=== TASK REQUIREMENTS ===
Your response should be the complete set of records, reproduced exactly.

=== PROVIDED DATA ===

____________

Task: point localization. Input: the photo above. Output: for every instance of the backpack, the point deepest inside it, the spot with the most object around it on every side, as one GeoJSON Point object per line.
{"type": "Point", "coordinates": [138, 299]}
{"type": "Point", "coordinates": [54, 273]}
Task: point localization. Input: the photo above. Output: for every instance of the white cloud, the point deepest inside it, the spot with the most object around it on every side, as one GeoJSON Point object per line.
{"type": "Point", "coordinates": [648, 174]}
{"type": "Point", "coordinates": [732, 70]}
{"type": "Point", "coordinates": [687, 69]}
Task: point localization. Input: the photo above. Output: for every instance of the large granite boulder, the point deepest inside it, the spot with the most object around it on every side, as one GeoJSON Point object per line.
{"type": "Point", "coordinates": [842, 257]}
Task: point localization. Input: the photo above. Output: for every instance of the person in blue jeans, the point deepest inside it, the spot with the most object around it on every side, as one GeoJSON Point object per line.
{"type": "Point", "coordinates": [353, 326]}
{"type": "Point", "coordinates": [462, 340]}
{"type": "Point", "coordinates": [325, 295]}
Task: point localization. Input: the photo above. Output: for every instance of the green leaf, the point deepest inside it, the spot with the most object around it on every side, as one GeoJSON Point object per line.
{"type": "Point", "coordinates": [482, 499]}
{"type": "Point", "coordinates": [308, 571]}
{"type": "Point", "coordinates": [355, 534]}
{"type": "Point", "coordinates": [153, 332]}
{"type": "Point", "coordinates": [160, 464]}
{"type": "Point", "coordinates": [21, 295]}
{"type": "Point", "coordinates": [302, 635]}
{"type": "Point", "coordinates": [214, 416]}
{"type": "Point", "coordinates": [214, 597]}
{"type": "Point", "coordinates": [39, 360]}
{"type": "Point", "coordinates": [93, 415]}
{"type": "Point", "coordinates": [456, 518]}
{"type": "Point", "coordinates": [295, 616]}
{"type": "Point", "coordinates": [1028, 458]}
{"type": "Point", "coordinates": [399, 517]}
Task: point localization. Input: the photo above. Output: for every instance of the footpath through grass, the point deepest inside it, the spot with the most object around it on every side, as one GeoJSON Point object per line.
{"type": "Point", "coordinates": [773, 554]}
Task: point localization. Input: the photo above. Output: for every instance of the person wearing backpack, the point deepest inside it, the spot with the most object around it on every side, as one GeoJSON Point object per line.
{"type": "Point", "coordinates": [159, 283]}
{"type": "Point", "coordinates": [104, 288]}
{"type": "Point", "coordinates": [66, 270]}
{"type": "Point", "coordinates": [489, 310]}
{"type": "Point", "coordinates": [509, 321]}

____________

=== RESPONSE ===
Task: point localization. Input: the photo above. Output: for every instance of the backpack, the point deepest inside it, the spot with the most object around it on every side, as one GeoJSON Point object per line.
{"type": "Point", "coordinates": [138, 299]}
{"type": "Point", "coordinates": [54, 273]}
Task: point localization. Input: the photo above. Output: for every instance of the white cloud, the point deepest inside it, the spot with the most object around it on every side, as one GeoJSON Point object per line.
{"type": "Point", "coordinates": [648, 174]}
{"type": "Point", "coordinates": [732, 70]}
{"type": "Point", "coordinates": [687, 69]}
Task: point localization. Input: the photo above. Output: for every instance of the large granite boulder, the point deepest inside it, the spot with the most object around it on every side, as one GeoJSON Point object per line.
{"type": "Point", "coordinates": [842, 257]}
Task: point localization. Input: the photo above. Output: for every instance of the person in blue jeans, the point deepest inside it, the spot with the most object around it on every side, as one GeoJSON Point object per line.
{"type": "Point", "coordinates": [353, 326]}
{"type": "Point", "coordinates": [462, 340]}
{"type": "Point", "coordinates": [325, 295]}
Task: point localization. Input: the photo above. Output: for every instance of the green leaf, the point deepest inside it, the spot with the most object around it on every side, as one GeoJSON Point object per line.
{"type": "Point", "coordinates": [482, 499]}
{"type": "Point", "coordinates": [308, 571]}
{"type": "Point", "coordinates": [355, 534]}
{"type": "Point", "coordinates": [153, 332]}
{"type": "Point", "coordinates": [160, 464]}
{"type": "Point", "coordinates": [21, 295]}
{"type": "Point", "coordinates": [302, 635]}
{"type": "Point", "coordinates": [214, 416]}
{"type": "Point", "coordinates": [214, 597]}
{"type": "Point", "coordinates": [39, 360]}
{"type": "Point", "coordinates": [93, 415]}
{"type": "Point", "coordinates": [456, 518]}
{"type": "Point", "coordinates": [295, 616]}
{"type": "Point", "coordinates": [1028, 458]}
{"type": "Point", "coordinates": [399, 517]}
Task: point localization. Input: the photo above. Output: for every instance of the footpath through grass, the point deepest inside it, the spot with the most object around it on every side, as one GeoJSON Point object per line.
{"type": "Point", "coordinates": [773, 554]}
Task: point localization. Input: the photo above. Output: for every instance of the person wearing backpack, the point deepest inside it, the spot with the most object around it on every side, as one GeoJSON Point object per line.
{"type": "Point", "coordinates": [159, 283]}
{"type": "Point", "coordinates": [104, 288]}
{"type": "Point", "coordinates": [66, 270]}
{"type": "Point", "coordinates": [489, 310]}
{"type": "Point", "coordinates": [509, 321]}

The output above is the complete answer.